**What to do:**
Turn every line of the listing below into a numbered list, skipping blank lines and leaving out the pictures.

**Records for the exercise:**

⁂

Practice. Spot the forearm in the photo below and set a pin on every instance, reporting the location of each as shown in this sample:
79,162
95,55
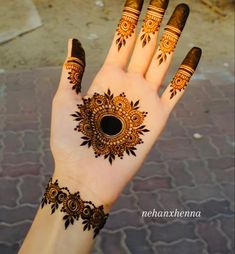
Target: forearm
48,233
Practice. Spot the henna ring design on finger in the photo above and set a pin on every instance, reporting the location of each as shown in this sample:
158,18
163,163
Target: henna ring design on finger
168,42
111,125
76,69
181,79
151,23
127,25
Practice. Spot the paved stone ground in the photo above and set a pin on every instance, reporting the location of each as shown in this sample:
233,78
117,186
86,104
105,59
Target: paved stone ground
180,173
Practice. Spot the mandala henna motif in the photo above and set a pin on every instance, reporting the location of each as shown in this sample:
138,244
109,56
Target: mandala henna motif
151,23
111,125
168,42
181,79
74,207
75,69
127,25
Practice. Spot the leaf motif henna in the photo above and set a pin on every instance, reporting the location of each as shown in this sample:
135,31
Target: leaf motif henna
74,208
111,125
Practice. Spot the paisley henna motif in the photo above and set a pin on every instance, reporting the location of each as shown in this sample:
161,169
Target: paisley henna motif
111,125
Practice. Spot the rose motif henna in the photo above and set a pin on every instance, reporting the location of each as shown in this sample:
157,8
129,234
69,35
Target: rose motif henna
74,207
111,125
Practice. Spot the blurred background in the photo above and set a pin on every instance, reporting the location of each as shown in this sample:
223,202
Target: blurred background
191,167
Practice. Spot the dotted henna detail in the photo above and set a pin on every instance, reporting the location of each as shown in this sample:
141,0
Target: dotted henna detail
111,125
168,42
74,207
126,26
75,69
181,79
151,23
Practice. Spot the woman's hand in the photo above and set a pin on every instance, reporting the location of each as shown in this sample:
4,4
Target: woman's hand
98,149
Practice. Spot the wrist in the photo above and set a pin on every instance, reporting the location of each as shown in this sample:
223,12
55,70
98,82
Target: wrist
74,207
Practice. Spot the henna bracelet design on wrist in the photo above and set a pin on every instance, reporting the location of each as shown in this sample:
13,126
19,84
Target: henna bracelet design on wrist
111,125
74,207
151,23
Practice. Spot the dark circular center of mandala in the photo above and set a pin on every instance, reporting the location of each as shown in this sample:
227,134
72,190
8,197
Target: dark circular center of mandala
110,125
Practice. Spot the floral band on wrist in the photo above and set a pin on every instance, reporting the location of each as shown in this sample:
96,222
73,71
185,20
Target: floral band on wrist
74,207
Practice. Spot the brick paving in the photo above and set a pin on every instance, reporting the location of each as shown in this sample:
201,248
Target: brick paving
180,172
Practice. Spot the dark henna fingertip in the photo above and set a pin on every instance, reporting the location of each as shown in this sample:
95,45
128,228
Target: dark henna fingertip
153,19
75,65
173,31
185,72
193,57
135,4
128,22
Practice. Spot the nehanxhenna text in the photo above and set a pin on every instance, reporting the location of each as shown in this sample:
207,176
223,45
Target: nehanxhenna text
111,125
185,72
153,19
172,32
74,207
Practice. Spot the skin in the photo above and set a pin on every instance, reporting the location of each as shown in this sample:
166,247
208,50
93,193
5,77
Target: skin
76,166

⁂

**Exercise output:**
1. Practice. Spot the forearm in the photo below and set a pin on every instance, reporting the location of each as shown in this sample:
2. 79,162
3. 95,55
4. Target: forearm
5. 48,233
6. Practice. Spot the henna ring design on finger in the photo above and set a pin on every instance, reporting the location of each as shown in this sample:
7. 158,18
8. 163,163
9. Target: henna ring design on finger
10. 168,42
11. 111,125
12. 76,69
13. 181,79
14. 151,23
15. 127,25
16. Practice. Spot the paved stone ground in the photo above and set a pin on every instance, reporting the location of each as shown in this sample:
17. 233,78
18. 117,186
19. 86,104
20. 105,59
21. Target: paved stone ground
22. 180,173
23. Practice. Spot the mandala henna motif in the photo above and set a pin on every instance, reporting the location of each as shown in this sample:
24. 138,244
25. 109,56
26. Target: mandala henna motif
27. 151,23
28. 111,125
29. 168,42
30. 181,79
31. 74,207
32. 75,69
33. 127,25
34. Practice. Spot the leaf motif henna in the photo above and set a pin on every instance, reporting the location of each as shown in this sample:
35. 135,31
36. Target: leaf motif henna
37. 74,208
38. 111,125
39. Practice. Spot the paisley henna motif in the photo above and set a pin on every instance, reporting the location of each as shown in this sample:
40. 161,169
41. Target: paisley henna motif
42. 111,125
43. Practice. Spot the rose motif henna in the photo above and set a pin on every instance, reporting the location of each as shown in this sample:
44. 157,8
45. 129,234
46. 69,35
47. Target: rose motif henna
48. 74,207
49. 111,125
50. Practice. Spot the blurred background in the photo above and set a pin on every instance, reporting the location of each as shown in this sample:
51. 223,202
52. Target: blurred background
53. 191,167
54. Practice. Spot the dotted henna detail in the photo above and set a pin on every instance, reporting the location of each as shown in this sample:
55. 141,0
56. Target: dotted henna detail
57. 111,125
58. 168,42
59. 74,207
60. 126,26
61. 75,69
62. 181,79
63. 151,23
64. Practice. Spot the woman's hand in the photo above and set a pin on every instance, reporting the location of each as shown in this sample:
65. 4,4
66. Target: woman's hand
67. 98,149
68. Practice. Spot the wrist in the photo above and set a pin on every instance, reporting the location of each as shown in this sample:
69. 223,12
70. 55,70
71. 98,82
72. Target: wrist
73. 74,207
74. Practice. Spot the henna bracelet design on wrist in the photo above and set a pin on every instance, reporting the location of each as shown in this sample:
75. 13,126
76. 19,84
77. Target: henna bracelet design on wrist
78. 111,125
79. 74,207
80. 151,23
81. Practice. Spot the dark circular center of mandala in the photo above and set a pin on every instance, reporting the location of each as shown in this sample:
82. 227,134
83. 72,190
84. 8,197
85. Target: dark circular center of mandala
86. 110,125
87. Practice. Spot the floral band on wrist in the photo above and set a pin on every instance, reporting the location of each as shown in this sample:
88. 96,222
89. 73,71
90. 185,20
91. Target: floral band on wrist
92. 74,207
93. Practice. Spot the brick paving in the photo above and set a pin on every instance, reporting the location of each as shown in this sample:
94. 201,248
95. Target: brick paving
96. 180,172
97. Practice. Spot the dark henna fingertip in the photo above and set a pin on every instance, reporting the location of each as shown in this sample:
98. 95,45
99. 128,228
100. Target: dark henna fingertip
101. 153,19
102. 75,65
103. 173,31
104. 185,72
105. 193,57
106. 135,4
107. 128,22
108. Practice. Spot the nehanxhenna text in the photo above and set a pin on every instance, reporting the location of each as shown in this sample:
109. 207,176
110. 223,45
111. Target: nehanxhenna text
112. 111,125
113. 185,72
114. 153,19
115. 172,32
116. 74,207
117. Practice. Spot the skin in the photo above and set a pin on every instance, reporting the location of each as shown in this sample:
118. 166,247
119. 208,50
120. 93,193
121. 5,77
122. Target: skin
123. 76,166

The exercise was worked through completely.